Items listed in a dataset:
■ ■ ■ ■ ■
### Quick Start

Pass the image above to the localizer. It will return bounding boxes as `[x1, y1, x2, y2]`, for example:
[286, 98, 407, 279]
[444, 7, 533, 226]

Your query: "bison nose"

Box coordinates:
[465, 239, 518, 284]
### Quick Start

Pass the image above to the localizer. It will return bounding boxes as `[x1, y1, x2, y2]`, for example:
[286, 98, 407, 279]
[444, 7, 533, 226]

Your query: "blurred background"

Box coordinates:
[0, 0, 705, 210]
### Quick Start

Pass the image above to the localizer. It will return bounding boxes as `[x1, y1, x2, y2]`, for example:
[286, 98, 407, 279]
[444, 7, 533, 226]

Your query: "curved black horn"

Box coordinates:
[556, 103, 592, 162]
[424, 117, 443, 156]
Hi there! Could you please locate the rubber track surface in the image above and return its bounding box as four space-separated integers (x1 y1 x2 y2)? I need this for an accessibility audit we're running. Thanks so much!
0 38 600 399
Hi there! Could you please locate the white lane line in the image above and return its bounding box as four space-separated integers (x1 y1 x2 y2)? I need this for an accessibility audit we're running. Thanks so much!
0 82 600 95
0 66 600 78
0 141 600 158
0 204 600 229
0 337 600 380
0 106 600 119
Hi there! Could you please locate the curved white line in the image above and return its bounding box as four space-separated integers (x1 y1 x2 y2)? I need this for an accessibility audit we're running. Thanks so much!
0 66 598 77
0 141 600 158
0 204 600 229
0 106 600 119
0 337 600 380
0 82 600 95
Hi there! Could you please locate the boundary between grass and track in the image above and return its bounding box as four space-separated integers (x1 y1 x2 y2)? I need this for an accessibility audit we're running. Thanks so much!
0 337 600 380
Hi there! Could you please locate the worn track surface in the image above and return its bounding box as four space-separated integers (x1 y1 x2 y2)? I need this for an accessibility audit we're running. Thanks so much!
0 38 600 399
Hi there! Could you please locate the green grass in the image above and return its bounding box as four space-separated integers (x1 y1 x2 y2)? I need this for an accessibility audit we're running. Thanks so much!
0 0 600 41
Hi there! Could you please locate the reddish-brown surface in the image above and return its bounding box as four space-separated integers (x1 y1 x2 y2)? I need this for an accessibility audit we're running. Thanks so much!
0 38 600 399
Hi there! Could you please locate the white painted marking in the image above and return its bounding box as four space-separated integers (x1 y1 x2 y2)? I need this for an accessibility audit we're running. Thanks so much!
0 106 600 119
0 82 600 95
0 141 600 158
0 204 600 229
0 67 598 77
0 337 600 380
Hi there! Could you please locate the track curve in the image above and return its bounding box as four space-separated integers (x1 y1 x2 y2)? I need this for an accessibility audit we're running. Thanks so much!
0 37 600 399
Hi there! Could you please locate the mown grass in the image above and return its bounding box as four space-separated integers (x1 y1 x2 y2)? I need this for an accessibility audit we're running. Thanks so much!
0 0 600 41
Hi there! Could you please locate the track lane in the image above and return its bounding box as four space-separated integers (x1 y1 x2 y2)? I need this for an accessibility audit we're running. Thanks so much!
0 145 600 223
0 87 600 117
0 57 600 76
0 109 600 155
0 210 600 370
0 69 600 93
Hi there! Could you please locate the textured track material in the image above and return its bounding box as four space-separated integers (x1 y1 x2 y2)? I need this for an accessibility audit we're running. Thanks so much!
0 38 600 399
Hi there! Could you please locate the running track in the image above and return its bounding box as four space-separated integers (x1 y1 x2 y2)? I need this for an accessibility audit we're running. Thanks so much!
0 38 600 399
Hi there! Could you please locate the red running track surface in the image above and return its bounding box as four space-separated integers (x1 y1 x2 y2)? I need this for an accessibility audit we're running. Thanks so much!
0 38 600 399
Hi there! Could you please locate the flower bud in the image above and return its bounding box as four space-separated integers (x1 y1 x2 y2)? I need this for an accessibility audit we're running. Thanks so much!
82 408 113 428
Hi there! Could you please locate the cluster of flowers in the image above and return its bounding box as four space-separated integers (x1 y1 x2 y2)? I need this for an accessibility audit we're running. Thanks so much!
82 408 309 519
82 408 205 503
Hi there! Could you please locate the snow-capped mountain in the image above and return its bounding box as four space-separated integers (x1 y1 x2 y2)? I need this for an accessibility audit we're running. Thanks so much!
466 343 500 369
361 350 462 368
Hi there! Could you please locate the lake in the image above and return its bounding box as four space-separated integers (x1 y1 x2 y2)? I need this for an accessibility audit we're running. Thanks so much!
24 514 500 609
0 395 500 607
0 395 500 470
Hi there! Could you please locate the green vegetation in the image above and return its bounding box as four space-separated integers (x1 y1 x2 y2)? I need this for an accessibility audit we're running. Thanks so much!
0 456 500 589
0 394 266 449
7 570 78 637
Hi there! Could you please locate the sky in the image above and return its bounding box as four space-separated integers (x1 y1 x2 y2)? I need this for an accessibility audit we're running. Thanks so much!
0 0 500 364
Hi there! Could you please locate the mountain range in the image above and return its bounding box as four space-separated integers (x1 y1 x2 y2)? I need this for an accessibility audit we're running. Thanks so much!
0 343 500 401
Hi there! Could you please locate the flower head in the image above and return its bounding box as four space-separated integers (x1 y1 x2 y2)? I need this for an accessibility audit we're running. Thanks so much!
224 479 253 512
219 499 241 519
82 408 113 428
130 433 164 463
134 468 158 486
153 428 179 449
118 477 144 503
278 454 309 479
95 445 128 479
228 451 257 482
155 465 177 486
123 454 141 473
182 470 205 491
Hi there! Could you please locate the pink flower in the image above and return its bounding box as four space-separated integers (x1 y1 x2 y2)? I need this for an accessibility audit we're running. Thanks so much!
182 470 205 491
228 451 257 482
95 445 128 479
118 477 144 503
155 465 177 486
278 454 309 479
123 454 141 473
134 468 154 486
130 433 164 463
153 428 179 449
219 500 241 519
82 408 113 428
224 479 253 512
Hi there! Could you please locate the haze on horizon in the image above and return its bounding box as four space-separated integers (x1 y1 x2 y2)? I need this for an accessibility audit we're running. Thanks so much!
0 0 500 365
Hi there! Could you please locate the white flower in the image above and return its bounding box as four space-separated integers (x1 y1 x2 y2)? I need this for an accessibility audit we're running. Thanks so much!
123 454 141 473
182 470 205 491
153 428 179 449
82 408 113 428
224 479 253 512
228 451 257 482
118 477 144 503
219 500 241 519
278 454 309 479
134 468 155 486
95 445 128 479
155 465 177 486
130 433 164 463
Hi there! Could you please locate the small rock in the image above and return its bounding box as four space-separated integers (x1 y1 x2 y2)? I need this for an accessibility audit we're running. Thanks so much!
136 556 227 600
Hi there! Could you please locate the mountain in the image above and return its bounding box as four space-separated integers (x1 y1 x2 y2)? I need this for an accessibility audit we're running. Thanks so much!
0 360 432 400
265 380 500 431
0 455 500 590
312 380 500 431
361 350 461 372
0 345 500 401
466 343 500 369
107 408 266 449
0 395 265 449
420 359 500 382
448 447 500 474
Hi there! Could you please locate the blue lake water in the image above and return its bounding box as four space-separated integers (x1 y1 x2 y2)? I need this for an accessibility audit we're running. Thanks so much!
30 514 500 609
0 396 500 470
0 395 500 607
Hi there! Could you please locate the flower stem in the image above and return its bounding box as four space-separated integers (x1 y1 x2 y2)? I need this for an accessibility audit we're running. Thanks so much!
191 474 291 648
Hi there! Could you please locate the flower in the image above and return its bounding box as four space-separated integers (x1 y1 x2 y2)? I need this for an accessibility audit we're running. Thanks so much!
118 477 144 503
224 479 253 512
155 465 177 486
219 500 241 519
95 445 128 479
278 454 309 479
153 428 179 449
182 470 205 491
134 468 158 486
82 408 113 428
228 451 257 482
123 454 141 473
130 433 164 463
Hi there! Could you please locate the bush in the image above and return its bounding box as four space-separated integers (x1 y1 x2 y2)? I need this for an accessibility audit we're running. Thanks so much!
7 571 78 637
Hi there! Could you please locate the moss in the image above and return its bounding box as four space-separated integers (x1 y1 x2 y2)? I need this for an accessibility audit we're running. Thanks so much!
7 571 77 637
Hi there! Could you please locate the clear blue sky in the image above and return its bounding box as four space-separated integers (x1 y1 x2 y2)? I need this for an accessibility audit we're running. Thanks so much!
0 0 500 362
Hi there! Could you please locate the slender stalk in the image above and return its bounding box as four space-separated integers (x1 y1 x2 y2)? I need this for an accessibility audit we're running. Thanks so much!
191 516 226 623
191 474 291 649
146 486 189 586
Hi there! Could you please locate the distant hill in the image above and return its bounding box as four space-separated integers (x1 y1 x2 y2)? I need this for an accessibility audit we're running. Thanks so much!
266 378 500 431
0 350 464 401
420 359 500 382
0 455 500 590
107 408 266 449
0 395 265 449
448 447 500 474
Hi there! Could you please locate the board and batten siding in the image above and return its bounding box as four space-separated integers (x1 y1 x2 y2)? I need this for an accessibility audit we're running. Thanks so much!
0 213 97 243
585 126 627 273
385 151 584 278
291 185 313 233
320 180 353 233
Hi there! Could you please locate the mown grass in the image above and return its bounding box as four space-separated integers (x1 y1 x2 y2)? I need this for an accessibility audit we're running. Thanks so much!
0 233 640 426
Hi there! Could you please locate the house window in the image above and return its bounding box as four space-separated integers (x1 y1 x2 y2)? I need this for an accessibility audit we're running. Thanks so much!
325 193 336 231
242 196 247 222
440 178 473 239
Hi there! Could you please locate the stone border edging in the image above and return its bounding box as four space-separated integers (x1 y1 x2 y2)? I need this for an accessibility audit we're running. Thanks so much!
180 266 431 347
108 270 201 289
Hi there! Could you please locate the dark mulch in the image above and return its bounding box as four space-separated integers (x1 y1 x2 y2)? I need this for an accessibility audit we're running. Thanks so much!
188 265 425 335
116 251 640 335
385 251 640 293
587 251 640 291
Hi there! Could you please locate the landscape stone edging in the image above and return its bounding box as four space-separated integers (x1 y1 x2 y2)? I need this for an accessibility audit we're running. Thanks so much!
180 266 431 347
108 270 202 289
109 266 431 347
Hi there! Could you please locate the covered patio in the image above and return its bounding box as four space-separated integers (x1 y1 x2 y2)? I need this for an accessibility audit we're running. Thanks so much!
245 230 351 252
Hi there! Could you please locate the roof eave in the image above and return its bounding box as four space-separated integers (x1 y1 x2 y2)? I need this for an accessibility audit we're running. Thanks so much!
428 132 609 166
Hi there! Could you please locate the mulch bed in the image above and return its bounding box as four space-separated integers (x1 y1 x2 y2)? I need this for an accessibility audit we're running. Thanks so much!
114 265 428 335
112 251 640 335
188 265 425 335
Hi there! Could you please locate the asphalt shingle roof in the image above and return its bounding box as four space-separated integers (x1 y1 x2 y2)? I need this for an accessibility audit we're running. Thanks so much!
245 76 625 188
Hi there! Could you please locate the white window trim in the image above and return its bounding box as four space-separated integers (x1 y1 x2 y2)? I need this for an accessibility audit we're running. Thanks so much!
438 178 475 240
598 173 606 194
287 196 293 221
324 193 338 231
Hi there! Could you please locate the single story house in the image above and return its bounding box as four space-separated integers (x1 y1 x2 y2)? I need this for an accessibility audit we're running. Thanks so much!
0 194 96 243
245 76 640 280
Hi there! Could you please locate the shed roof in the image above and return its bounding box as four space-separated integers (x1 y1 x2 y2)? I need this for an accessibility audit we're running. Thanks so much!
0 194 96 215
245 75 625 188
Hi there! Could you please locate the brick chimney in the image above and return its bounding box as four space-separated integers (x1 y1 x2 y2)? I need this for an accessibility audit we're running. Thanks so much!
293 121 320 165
■ ■ ■ ■ ■
◆ Written instruction
Output every line of the rows from the very beginning through the line containing "[465, 239, 518, 284]", both ends included, as a JSON list of strings with one string per line. Omit any blank lines.

◆ Solution below
[
  "### Quick Start",
  "Pass the image above to the localizer. It will return bounding boxes as `[x1, y1, x2, y2]`, for example:",
  "[286, 98, 407, 279]",
  "[444, 7, 533, 226]",
  "Your query: \"bison nose\"",
  "Box coordinates:",
  "[465, 239, 518, 284]"
]